[Excerpts from a dataset]
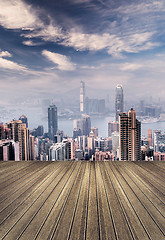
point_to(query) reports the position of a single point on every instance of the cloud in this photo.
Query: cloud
(62, 62)
(130, 66)
(15, 14)
(5, 54)
(122, 37)
(31, 43)
(6, 64)
(113, 44)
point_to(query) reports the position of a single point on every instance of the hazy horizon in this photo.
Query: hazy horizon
(47, 48)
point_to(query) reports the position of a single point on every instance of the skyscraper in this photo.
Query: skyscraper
(129, 136)
(82, 97)
(119, 103)
(20, 134)
(23, 118)
(52, 121)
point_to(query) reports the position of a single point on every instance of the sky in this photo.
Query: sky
(48, 47)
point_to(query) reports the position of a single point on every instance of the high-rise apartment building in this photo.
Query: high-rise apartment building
(23, 118)
(52, 121)
(159, 141)
(83, 124)
(23, 139)
(149, 137)
(112, 127)
(82, 97)
(119, 103)
(129, 136)
(20, 134)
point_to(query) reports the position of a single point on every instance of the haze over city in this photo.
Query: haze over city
(48, 47)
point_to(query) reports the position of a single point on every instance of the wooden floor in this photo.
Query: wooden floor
(82, 200)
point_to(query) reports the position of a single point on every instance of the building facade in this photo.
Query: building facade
(129, 136)
(119, 102)
(82, 97)
(52, 121)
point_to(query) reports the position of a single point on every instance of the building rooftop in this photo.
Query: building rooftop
(82, 200)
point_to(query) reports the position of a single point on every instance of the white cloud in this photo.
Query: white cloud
(62, 62)
(5, 54)
(7, 64)
(130, 66)
(31, 43)
(113, 44)
(15, 14)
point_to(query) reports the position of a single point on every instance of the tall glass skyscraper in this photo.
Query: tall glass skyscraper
(82, 97)
(129, 136)
(52, 121)
(119, 103)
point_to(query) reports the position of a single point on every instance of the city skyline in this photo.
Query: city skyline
(48, 48)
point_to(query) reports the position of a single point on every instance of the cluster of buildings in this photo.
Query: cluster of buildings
(123, 143)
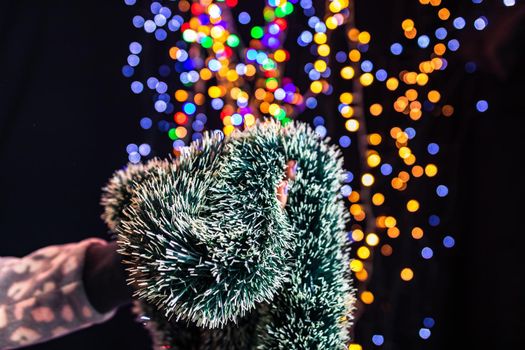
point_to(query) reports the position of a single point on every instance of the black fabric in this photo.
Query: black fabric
(104, 278)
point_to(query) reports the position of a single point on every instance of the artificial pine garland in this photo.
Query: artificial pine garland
(215, 260)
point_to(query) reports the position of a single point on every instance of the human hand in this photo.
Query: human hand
(282, 189)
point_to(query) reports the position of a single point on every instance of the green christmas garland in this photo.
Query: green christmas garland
(215, 260)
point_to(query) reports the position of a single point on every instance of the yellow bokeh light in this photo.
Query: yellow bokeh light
(363, 253)
(279, 55)
(440, 49)
(372, 239)
(390, 221)
(367, 179)
(364, 37)
(323, 50)
(417, 233)
(407, 274)
(412, 205)
(346, 98)
(347, 111)
(392, 84)
(356, 265)
(249, 119)
(355, 209)
(411, 94)
(320, 66)
(354, 197)
(374, 139)
(378, 199)
(352, 125)
(367, 297)
(431, 170)
(366, 79)
(393, 232)
(214, 91)
(316, 87)
(434, 96)
(354, 55)
(347, 72)
(353, 34)
(320, 38)
(373, 160)
(357, 235)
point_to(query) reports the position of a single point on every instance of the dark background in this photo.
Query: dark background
(67, 114)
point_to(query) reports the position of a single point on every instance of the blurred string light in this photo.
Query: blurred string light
(211, 71)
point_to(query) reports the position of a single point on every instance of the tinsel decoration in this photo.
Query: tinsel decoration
(217, 263)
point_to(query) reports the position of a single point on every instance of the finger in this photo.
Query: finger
(282, 193)
(291, 169)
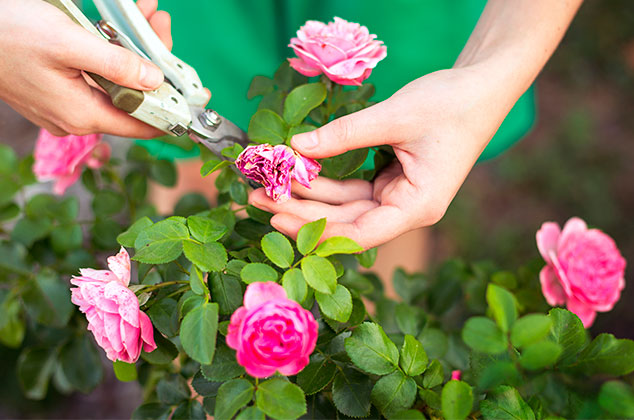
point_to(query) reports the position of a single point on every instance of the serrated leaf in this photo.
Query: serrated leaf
(320, 274)
(309, 235)
(198, 332)
(371, 350)
(278, 249)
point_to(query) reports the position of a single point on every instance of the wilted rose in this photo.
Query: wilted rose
(344, 51)
(275, 166)
(62, 159)
(112, 310)
(271, 332)
(584, 270)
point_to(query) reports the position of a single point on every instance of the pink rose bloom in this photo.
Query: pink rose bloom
(62, 159)
(275, 166)
(344, 51)
(584, 270)
(112, 309)
(271, 332)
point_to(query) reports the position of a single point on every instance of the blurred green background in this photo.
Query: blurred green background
(577, 161)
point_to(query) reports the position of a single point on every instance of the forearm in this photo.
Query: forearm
(513, 40)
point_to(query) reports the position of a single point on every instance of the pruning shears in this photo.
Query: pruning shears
(177, 107)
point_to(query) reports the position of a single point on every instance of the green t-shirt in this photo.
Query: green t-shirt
(230, 41)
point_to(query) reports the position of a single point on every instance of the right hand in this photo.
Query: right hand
(42, 56)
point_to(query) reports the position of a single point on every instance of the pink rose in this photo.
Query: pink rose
(275, 166)
(584, 270)
(344, 51)
(112, 309)
(271, 332)
(62, 159)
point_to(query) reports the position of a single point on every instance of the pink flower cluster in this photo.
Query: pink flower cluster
(271, 332)
(584, 270)
(275, 166)
(112, 310)
(62, 159)
(344, 51)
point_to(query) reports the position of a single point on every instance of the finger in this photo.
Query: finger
(313, 210)
(96, 55)
(372, 126)
(161, 22)
(371, 229)
(147, 7)
(331, 191)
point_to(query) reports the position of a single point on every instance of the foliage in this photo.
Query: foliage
(374, 356)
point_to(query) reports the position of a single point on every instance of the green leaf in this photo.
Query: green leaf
(309, 235)
(393, 393)
(260, 85)
(278, 249)
(125, 372)
(337, 306)
(164, 172)
(351, 393)
(205, 229)
(301, 100)
(35, 367)
(434, 375)
(607, 355)
(198, 332)
(255, 272)
(213, 165)
(226, 291)
(80, 363)
(161, 242)
(210, 256)
(280, 399)
(47, 299)
(506, 404)
(502, 304)
(316, 376)
(337, 245)
(456, 400)
(540, 355)
(295, 285)
(172, 389)
(567, 331)
(232, 396)
(224, 366)
(345, 164)
(413, 357)
(481, 334)
(128, 237)
(164, 316)
(320, 274)
(267, 127)
(617, 398)
(371, 350)
(152, 411)
(530, 329)
(197, 281)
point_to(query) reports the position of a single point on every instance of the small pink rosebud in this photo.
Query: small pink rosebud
(275, 166)
(62, 159)
(112, 310)
(271, 333)
(344, 51)
(584, 268)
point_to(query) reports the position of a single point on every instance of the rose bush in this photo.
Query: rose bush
(234, 305)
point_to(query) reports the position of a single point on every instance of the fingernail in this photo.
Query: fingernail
(306, 141)
(151, 76)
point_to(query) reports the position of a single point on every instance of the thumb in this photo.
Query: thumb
(366, 128)
(90, 53)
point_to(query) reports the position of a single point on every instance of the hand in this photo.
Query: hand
(42, 55)
(438, 125)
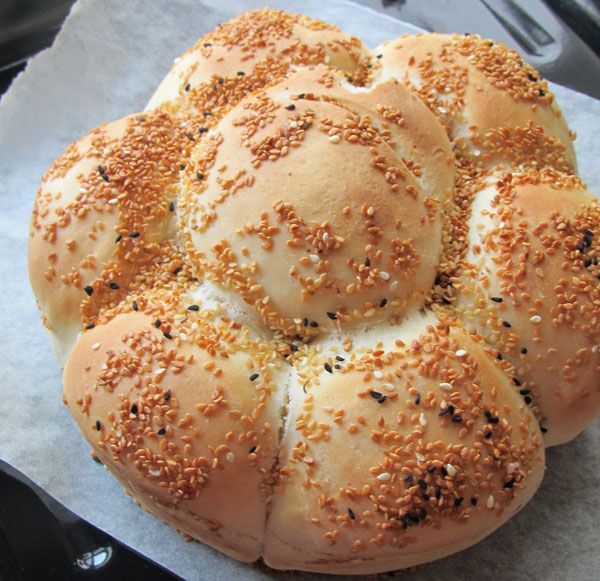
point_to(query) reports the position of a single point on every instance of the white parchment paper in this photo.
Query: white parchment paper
(105, 63)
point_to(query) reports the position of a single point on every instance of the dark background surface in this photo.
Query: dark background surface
(39, 538)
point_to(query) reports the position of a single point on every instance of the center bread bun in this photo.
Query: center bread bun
(321, 306)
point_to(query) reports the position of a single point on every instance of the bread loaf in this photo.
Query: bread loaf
(325, 306)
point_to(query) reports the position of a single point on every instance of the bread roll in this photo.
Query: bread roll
(321, 315)
(530, 286)
(496, 107)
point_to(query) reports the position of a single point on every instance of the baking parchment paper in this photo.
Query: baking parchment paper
(105, 63)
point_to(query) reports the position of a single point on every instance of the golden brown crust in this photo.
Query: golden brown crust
(497, 108)
(530, 286)
(266, 269)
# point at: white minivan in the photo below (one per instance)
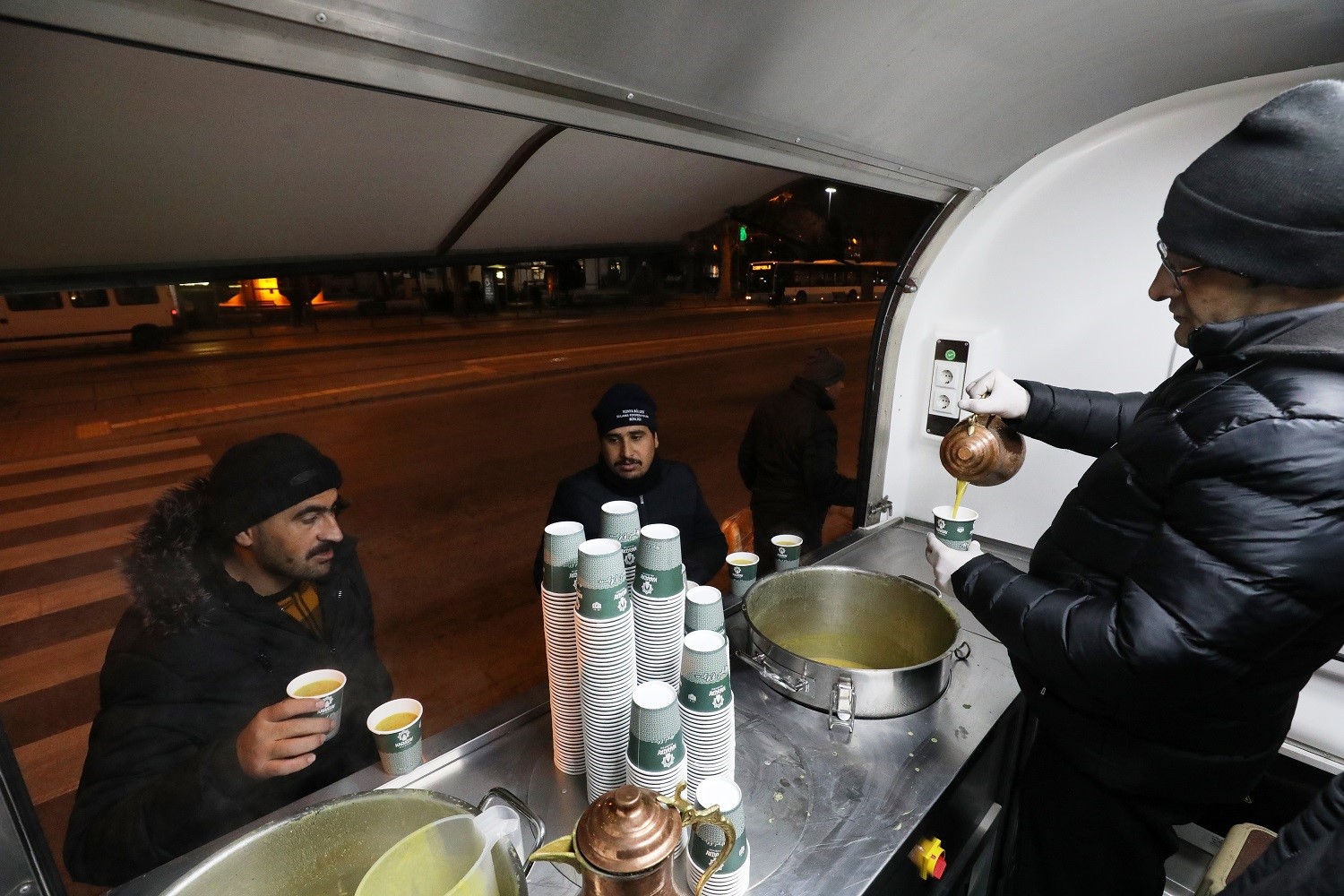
(142, 314)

Aim of the task
What you output must match the data exactly, apart from the pictures, which are left out.

Answer
point_to(query) reports the position of a single point on every instance of the cloud in this photo.
Query: cloud
(62, 62)
(130, 66)
(15, 14)
(5, 54)
(122, 37)
(31, 43)
(6, 64)
(113, 44)
point_to(query) reports the position of a single point on every instance of the hazy horizon in this photo.
Query: hazy horizon
(47, 48)
point_to(query) reports the position of a single point on every instance of the skyscraper in this photo.
Query: skyscraper
(129, 136)
(82, 97)
(119, 103)
(20, 134)
(23, 118)
(52, 121)
point_to(query) reports the position of a single point on every instance of the sky in this photo.
Query: sky
(48, 47)
point_to(query) reports the position of a single point on every instance of the high-rise apartment building in this photo.
Query: high-rise apartment building
(23, 118)
(52, 121)
(159, 141)
(83, 124)
(23, 139)
(149, 137)
(112, 127)
(82, 97)
(119, 103)
(129, 136)
(20, 134)
point_to(query) reports the position of a single point on every instance of the haze over city in this photo.
Query: haze over city
(48, 47)
point_to(query) reports the position of a single point on every instance of the wooden floor in this photo.
Query: wooden floor
(82, 200)
point_to(query) reports the position of a single point on every instance of the building facade in this photo.
Query: building facade
(129, 136)
(119, 102)
(82, 97)
(52, 121)
point_to(query) reports the position of a single point on every instance of the building rooftop in this photo.
Query: building rooftop
(82, 200)
point_to(query) reports the position of a single point on every instance of the white cloud in this photo.
Query: white cloud
(62, 62)
(5, 54)
(7, 64)
(130, 66)
(31, 43)
(113, 44)
(15, 14)
point_to(query) reports the position of a single point on every instance of the tall glass skyscraper in this photo.
Query: tall glass skyscraper
(82, 97)
(129, 136)
(52, 121)
(119, 103)
point_to(query) reports the position of a single point on every instance of the city skyline in this photo.
Query: city skyline
(48, 48)
point_to(query) reports the position of a single point on every instance of the cluster of buildings in this photo.
Query: cluster of buildings
(123, 143)
point_to(query) reports the position of a single point on every instance of the black fabric in this photo.
Query: black fabric
(104, 278)
point_to(query) reports the position of a single point on every instance of the artificial pine garland in this photo.
Query: artificial pine garland
(215, 260)
point_to(query) reports the position of a single point on every instance of the human hand in this photo.
Query: human hand
(282, 189)
point_to(query) reports the position of a single point on every instance of the green christmas garland in this photo.
Query: green christmas garland
(215, 260)
point_to(query) reports the position of a single point on every instance of the yellow bokeh light in this photo.
Query: yellow bokeh light
(363, 253)
(279, 55)
(440, 49)
(372, 239)
(390, 221)
(367, 179)
(364, 37)
(323, 50)
(417, 233)
(407, 274)
(412, 205)
(346, 98)
(347, 111)
(392, 84)
(356, 265)
(249, 119)
(355, 209)
(411, 94)
(320, 66)
(354, 197)
(374, 139)
(378, 199)
(352, 125)
(367, 297)
(431, 170)
(366, 79)
(393, 232)
(214, 91)
(316, 87)
(434, 96)
(354, 55)
(347, 72)
(353, 34)
(320, 38)
(373, 160)
(357, 235)
point_to(query) reports the position of a single point on every instance of the dark background in this photo.
Query: dark background
(67, 114)
point_to(query) reports the position of a single point on every instance of the blurred string light in this photo.
Query: blurred string light
(211, 71)
point_to(query) reports the position of a single point on every instance of the tinsel decoration in this photo.
Query: tinsel decoration
(217, 263)
point_to(query) reports the position of a single point on every instance of the finger in this photo.
Query: finger
(282, 193)
(291, 169)
point_to(query) reports the position of a single point on every instance of the serrated leaf in this photo.
Query: serrated leaf
(320, 274)
(309, 235)
(198, 332)
(371, 350)
(278, 249)
point_to(query) reports the position of a single point on every instance of the wilted rose in this photo.
Query: wilted rose
(344, 51)
(275, 166)
(62, 159)
(112, 310)
(271, 332)
(584, 270)
point_to(query) reports the position of a single point on every instance of the pink rose bloom in this photo.
Query: pink rose bloom
(62, 159)
(275, 166)
(344, 51)
(584, 270)
(112, 309)
(271, 332)
point_to(query) reports the position of a single point on every instance of the blurred green background in this photo.
Query: blurred green background
(577, 161)
point_to(query) reports the position of a single point on every instance of the forearm in this photo.
Query: forearm
(513, 40)
point_to(query) reports the position of a single point on every instance of the pruning shears in this photo.
Query: pruning shears
(177, 107)
point_to(query) reports the position of a single point on every instance of the green t-shirt in this photo.
Query: green t-shirt
(230, 41)
point_to(query) reports the position of a single point on every instance of the right hand in this photo.
Query: right hand
(42, 56)
point_to(query) reports the position of a single point on every instance of the pink rose in this photo.
Query: pink rose
(275, 166)
(584, 270)
(344, 51)
(112, 309)
(271, 332)
(62, 159)
point_to(query) reports the position of a single point on every instance of the pink flower cluster in this photo.
Query: pink flower cluster
(271, 332)
(584, 270)
(275, 166)
(112, 310)
(62, 159)
(344, 51)
point_to(query) reports the position of a single point on every instance of the finger in this photo.
Query: finger
(313, 210)
(96, 55)
(372, 126)
(161, 22)
(371, 229)
(147, 7)
(331, 191)
point_to(query) reports the position of a single point on every instance of the foliage in this photo.
Query: foliage
(374, 356)
point_to(query) reports the position of a single point on every instance of the green leaf in this photo.
Query: green leaf
(309, 235)
(393, 393)
(260, 85)
(278, 249)
(125, 372)
(337, 306)
(164, 172)
(351, 393)
(205, 229)
(301, 100)
(35, 367)
(434, 375)
(607, 355)
(198, 332)
(255, 272)
(213, 165)
(226, 291)
(80, 363)
(161, 242)
(210, 256)
(280, 399)
(47, 299)
(506, 404)
(502, 304)
(316, 376)
(337, 245)
(456, 400)
(540, 355)
(295, 285)
(172, 389)
(567, 331)
(232, 396)
(224, 366)
(345, 164)
(413, 357)
(481, 334)
(128, 237)
(164, 316)
(320, 274)
(267, 127)
(617, 398)
(371, 350)
(152, 411)
(530, 329)
(197, 281)
point_to(query) reports the position of a single point on every instance of the small pink rosebud in this photo.
Query: small pink rosebud
(275, 166)
(62, 159)
(112, 310)
(271, 333)
(344, 51)
(584, 268)
point_to(query) reports the position of a single point on every instance of the rose bush in this photo.
Query: rose bush
(234, 305)
point_to(query) reports the position of a single point on every instance of the fingernail in this photo.
Query: fingernail
(306, 141)
(151, 76)
point_to(query) reports the position of a single point on every instance of the thumb in this photo.
Query: thumb
(366, 128)
(90, 53)
point_to(query) reports the position of a single point on every instance of the hand in this photo.
Query: hand
(42, 55)
(438, 125)
point_to(query) reports the position of a single point on every instance of the white parchment paper in this photo.
Query: white parchment paper
(105, 63)
point_to(query) reports the position of a single point on every instance of the dark background surface in this photo.
Query: dark background surface
(39, 538)
point_to(query) reports the position of a single point on every instance of the center bread bun in this photo.
Query: center bread bun
(321, 306)
point_to(query) reports the position of a single point on every instance of the bread loaf in this photo.
Query: bread loaf
(325, 306)
point_to(query) reports the position of a single point on every instance of the bread roll in this photo.
Query: bread roll
(321, 315)
(530, 286)
(496, 107)
point_to(query) reports the position of a single point on every instance of the baking parchment paper in this photo.
Query: baking parchment paper
(105, 63)
point_to(query) reports the position of a single point on every instance of the golden brown crust in this photo.
Query: golden brown crust
(497, 108)
(530, 286)
(266, 269)
# point at: white minivan in the photo below (one per instance)
(142, 314)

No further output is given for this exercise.